Aim of the exercise>
Copy out every item below, putting "box coordinates" in place of each "bounding box" and changing nothing else.

────────────────

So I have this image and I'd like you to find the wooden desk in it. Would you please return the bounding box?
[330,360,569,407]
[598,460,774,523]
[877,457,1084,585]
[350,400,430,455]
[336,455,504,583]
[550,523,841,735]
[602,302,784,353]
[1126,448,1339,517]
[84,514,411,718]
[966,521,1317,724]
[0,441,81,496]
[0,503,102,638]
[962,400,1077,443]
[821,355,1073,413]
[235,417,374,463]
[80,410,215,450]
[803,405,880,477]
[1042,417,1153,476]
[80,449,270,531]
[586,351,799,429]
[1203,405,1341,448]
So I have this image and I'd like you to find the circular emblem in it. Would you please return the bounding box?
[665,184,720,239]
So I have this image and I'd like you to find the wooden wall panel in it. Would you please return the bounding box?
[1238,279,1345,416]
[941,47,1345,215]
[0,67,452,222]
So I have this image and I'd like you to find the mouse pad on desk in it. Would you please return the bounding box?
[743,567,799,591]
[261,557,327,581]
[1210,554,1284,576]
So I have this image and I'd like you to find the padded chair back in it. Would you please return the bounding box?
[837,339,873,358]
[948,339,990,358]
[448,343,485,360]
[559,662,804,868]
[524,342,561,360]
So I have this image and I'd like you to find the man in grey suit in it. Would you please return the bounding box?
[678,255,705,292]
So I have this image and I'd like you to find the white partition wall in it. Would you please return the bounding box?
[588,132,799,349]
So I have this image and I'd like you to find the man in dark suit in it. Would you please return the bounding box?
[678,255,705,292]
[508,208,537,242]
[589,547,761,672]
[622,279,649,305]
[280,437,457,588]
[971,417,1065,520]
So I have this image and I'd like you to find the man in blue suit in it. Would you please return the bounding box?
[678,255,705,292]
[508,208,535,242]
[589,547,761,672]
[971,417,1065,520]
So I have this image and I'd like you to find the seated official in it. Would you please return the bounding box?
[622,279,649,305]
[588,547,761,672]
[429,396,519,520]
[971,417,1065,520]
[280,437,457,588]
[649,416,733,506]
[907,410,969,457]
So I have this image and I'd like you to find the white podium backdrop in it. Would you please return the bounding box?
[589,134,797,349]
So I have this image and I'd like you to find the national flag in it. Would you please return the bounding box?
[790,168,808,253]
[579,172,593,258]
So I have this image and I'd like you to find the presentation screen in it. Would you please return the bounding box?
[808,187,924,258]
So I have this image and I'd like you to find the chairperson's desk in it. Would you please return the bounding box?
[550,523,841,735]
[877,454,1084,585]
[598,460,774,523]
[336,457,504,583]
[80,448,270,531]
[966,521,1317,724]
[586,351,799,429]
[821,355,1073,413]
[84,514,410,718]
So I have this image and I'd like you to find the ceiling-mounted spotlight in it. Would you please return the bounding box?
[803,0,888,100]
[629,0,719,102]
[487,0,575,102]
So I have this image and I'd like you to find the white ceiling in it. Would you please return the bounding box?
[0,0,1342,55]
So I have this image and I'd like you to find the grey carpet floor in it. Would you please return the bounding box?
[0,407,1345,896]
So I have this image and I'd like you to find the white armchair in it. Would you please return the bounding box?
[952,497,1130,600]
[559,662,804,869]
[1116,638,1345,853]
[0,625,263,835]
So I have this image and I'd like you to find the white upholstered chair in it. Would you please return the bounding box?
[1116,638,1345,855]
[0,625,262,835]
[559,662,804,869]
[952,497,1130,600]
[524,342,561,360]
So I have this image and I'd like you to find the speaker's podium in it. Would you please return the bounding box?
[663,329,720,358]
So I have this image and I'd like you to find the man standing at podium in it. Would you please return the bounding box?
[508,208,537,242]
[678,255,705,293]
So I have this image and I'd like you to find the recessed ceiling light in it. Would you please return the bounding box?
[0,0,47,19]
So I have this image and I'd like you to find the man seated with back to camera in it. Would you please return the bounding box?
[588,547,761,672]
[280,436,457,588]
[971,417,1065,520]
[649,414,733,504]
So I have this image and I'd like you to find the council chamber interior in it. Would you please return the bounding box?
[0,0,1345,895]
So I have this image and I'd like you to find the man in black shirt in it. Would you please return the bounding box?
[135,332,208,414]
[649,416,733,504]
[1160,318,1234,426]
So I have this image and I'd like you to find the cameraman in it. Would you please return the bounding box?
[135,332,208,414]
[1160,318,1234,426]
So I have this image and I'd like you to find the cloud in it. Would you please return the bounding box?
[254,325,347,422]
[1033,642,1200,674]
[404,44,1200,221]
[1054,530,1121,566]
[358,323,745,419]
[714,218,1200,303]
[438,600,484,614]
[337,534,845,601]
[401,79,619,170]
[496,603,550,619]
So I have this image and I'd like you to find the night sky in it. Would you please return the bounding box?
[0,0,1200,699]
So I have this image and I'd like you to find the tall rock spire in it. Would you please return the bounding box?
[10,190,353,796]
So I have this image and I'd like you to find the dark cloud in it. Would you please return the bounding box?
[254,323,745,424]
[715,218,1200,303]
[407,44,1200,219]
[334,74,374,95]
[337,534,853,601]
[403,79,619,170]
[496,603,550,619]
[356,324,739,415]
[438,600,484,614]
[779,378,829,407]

────────────────

The output>
So I have this image and I'd like you to find the wooden desk in it. Would you please return the box coordinates?
[330,360,569,407]
[598,460,774,523]
[877,457,1084,585]
[350,400,430,455]
[336,455,504,583]
[550,523,841,735]
[602,302,784,353]
[1126,448,1339,517]
[84,514,411,718]
[966,521,1317,724]
[0,441,81,496]
[0,503,102,638]
[962,400,1077,443]
[821,355,1073,413]
[235,417,374,463]
[80,410,215,450]
[803,405,880,477]
[1042,417,1153,476]
[80,449,270,531]
[586,351,799,429]
[1203,405,1341,448]
So I have this image and I'd like you to find the circular emblem in it. Would you please return the box coordinates?
[665,184,720,239]
So I have this image and I'd like you to find the wooden wall panel in it. Would you please return the box coordinates?
[1238,279,1345,416]
[941,47,1345,215]
[0,67,452,222]
So I have this image and I'd like you to find the mouse pad on desk in it. Would you please return the box coordinates?
[743,567,799,591]
[261,557,327,581]
[1210,554,1284,576]
So I have this image and I'd like you to find the padded chair back in it. Would you please return the box coordinates?
[837,339,873,358]
[948,339,990,358]
[448,343,485,360]
[559,662,804,868]
[524,342,561,360]
So I have this image and I'd like you to find the man in grey suit in it. Would you please return the box coordinates?
[678,255,705,292]
So I have this image and I'd like you to find the white partition wall in it. Would you please return the box coordinates?
[588,132,799,349]
So I have this image and I'd like you to find the man in dark suit in it. Would you please return the box coordinates?
[678,255,705,292]
[508,208,537,242]
[589,547,761,672]
[622,279,649,305]
[280,437,457,588]
[971,417,1065,520]
So I have this image and I'd like you to find the man in blue suit in it. Would you please return the box coordinates?
[678,255,705,292]
[508,208,535,242]
[589,547,761,672]
[971,417,1065,520]
So I have this image and I'd like you to find the seated official in it. Would you please return the box coordinates?
[622,279,649,305]
[588,547,761,672]
[429,396,519,520]
[971,417,1065,520]
[280,437,457,588]
[649,416,733,506]
[907,410,969,457]
So I have this image and I'd like you to find the white podium backdrop in it. Would you please return the box coordinates?
[589,134,797,349]
So I have this image and I'd like you to find the national flag in it. Would you please return the box coordinates?
[790,168,808,253]
[579,172,593,258]
So I have this image and I'd like you to find the presentation screen in it. Would you please return the box coordinates?
[808,187,924,258]
So I have this image and I'd like you to find the chairperson's desk in it. Would you please return the box coordinates?
[550,523,841,735]
[877,454,1084,585]
[598,460,774,523]
[336,457,504,583]
[80,448,270,531]
[966,521,1317,724]
[586,351,799,429]
[821,355,1073,413]
[84,514,410,718]
So I have this image and I'd like you to find the ceiling-mounted spotlight in it. Would you please return the box coordinates?
[803,0,888,100]
[629,0,719,102]
[487,0,575,102]
So I have this image and I'd like you to find the white ceiling in it. Would you please return the box coordinates?
[0,0,1342,55]
So I have this image and I'd like you to find the grey carpet floor in it. Would you please return the box coordinates?
[0,407,1345,896]
So I have this image and I'd like you to find the white armchair in it. Would you please return the box coordinates?
[952,497,1130,600]
[559,662,804,869]
[1116,638,1345,853]
[0,625,263,835]
So I have this image and I'd like you to find the white upholstered chair in it. Would you please return the box coordinates?
[1116,638,1345,855]
[0,625,262,835]
[559,662,804,869]
[952,497,1130,600]
[524,342,561,360]
So I have this image and I'd like you to find the speaker's podium in it. Would you please return the box coordinates?
[663,329,720,358]
So I have this image and I'd like you to find the man standing at podium in it. Would you please return the box coordinates?
[508,208,537,242]
[678,255,705,293]
So I have this image and I'd like you to find the recessed ceiling light in it. Would you please return the box coordinates?
[0,0,47,19]
So I have this image and I'd like you to find the man seated with back to camera in it. Would you please return the box coordinates?
[588,547,761,672]
[280,436,457,588]
[971,417,1065,520]
[649,414,733,504]
So I have this image and I'd like you to find the council chamber interior in it. Would you please return the box coordinates?
[0,0,1345,895]
So I have this image and I'd like you to find the man in black shirt in it. Would you please return the box coordinates?
[135,332,208,414]
[649,416,733,504]
[1160,318,1234,426]
So I have this image and I'd like you to find the cameraman in it. Would you please return the box coordinates?
[135,332,208,414]
[1160,318,1234,426]
So I have this image and I'd like you to find the cloud in it. Would you please return the box coordinates?
[254,325,347,422]
[1033,642,1200,674]
[404,44,1200,221]
[1054,530,1121,566]
[358,323,745,419]
[714,218,1200,303]
[438,600,484,614]
[337,534,845,601]
[401,79,619,170]
[496,603,550,619]
So I have this image and I'd like you to find the night sky in it. Would you please return the box coordinates?
[0,0,1200,699]
So I have this image and I'd like you to find the tall rock spire in it. Would you please return the box coordinates?
[10,190,353,796]
So I have this image and I'd like you to find the dark cloud in it. Would you please return the box coordinates?
[254,323,745,424]
[715,218,1200,303]
[407,44,1200,219]
[334,74,374,95]
[337,534,853,601]
[403,79,619,170]
[496,603,550,619]
[356,324,739,415]
[438,600,484,614]
[779,378,829,407]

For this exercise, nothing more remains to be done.